In the data below, retype exactly the line that contains "Where can the blue" and every line after it, through the last.

------------------------------------------------------------

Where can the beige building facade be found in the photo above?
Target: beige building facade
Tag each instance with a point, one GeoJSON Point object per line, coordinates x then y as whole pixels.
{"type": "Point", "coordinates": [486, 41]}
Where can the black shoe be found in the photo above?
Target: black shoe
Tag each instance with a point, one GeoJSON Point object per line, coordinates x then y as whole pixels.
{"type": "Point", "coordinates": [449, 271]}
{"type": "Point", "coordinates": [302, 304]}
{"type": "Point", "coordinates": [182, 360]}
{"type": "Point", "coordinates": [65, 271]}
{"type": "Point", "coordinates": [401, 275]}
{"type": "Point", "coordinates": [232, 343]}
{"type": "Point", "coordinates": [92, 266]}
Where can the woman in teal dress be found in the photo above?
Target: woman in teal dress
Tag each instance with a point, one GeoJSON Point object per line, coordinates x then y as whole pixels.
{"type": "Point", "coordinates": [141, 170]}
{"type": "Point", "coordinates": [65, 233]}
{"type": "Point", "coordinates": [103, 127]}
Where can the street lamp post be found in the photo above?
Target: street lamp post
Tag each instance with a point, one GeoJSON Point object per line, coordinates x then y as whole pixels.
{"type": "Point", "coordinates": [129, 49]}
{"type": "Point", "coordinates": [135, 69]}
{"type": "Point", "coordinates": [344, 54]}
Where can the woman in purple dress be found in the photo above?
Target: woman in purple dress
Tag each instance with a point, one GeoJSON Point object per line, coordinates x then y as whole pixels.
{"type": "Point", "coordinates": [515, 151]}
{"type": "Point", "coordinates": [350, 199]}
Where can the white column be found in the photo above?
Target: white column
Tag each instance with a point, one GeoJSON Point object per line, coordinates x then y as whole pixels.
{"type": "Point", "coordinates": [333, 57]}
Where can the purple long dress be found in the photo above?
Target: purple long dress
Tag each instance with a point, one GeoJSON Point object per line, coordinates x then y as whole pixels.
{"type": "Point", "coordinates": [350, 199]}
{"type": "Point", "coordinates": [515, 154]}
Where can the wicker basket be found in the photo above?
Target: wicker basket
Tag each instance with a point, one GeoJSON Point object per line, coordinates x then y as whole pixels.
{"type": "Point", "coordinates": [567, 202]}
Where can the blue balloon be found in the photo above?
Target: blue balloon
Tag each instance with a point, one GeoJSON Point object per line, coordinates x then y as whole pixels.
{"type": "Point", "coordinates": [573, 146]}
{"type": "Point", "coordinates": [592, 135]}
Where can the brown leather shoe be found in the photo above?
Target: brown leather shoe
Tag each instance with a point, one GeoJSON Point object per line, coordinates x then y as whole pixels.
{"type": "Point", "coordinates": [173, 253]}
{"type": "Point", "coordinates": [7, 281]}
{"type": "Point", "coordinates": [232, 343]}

------------------------------------------------------------

[RESPONSE BELOW]:
Where can the blue balloon be found in the photo above?
Target: blue balloon
Tag each instance with a point, one GeoJSON Point object per line, coordinates x then y as whole pixels.
{"type": "Point", "coordinates": [573, 146]}
{"type": "Point", "coordinates": [592, 135]}
Where can the brown leather shoe be found in the photo above?
Target: brown leather shoe
Tag each instance with a point, one GeoJSON Point object per line, coordinates x then y as whole pixels.
{"type": "Point", "coordinates": [173, 253]}
{"type": "Point", "coordinates": [7, 281]}
{"type": "Point", "coordinates": [232, 343]}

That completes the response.